Given request - Can you locate every line in the data below that contains the string "wall"? Case matters; copy each such line in full.

Data for point-based annotation
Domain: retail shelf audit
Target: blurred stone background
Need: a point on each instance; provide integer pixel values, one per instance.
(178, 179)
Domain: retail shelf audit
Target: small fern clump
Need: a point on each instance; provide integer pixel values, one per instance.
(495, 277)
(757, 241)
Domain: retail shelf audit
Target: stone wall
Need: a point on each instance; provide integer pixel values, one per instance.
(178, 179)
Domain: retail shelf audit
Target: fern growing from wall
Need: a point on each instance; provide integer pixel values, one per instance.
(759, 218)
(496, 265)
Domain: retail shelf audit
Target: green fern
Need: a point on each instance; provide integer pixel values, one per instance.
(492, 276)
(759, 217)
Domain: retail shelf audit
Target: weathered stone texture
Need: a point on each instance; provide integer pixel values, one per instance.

...

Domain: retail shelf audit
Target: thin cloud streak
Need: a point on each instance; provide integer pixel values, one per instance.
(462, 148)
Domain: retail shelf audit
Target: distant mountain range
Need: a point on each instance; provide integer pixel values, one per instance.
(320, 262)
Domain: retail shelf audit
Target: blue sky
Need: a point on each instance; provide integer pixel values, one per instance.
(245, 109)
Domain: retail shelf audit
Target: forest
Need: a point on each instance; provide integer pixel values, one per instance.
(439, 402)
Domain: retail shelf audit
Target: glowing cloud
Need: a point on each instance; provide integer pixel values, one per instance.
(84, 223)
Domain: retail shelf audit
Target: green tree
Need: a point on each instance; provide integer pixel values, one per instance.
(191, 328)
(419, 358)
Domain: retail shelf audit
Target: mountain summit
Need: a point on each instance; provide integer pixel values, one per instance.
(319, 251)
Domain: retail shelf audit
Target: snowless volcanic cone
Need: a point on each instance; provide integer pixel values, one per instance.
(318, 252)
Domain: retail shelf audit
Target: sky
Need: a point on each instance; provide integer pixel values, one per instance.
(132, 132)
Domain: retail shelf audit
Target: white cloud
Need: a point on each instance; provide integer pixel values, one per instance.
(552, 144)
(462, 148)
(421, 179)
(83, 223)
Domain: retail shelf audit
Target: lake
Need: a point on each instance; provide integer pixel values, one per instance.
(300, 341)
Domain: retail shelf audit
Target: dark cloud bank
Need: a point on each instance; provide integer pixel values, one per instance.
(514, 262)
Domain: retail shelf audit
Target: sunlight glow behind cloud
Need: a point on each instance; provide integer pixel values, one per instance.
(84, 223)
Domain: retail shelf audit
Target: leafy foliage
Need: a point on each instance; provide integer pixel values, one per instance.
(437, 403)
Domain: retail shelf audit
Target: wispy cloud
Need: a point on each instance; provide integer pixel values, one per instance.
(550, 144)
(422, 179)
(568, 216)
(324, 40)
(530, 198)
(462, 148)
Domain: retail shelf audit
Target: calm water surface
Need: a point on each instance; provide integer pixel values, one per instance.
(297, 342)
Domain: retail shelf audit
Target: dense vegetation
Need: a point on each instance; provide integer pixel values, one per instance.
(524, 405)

Task solution -
Target: stone wall
Target: fern growing from wall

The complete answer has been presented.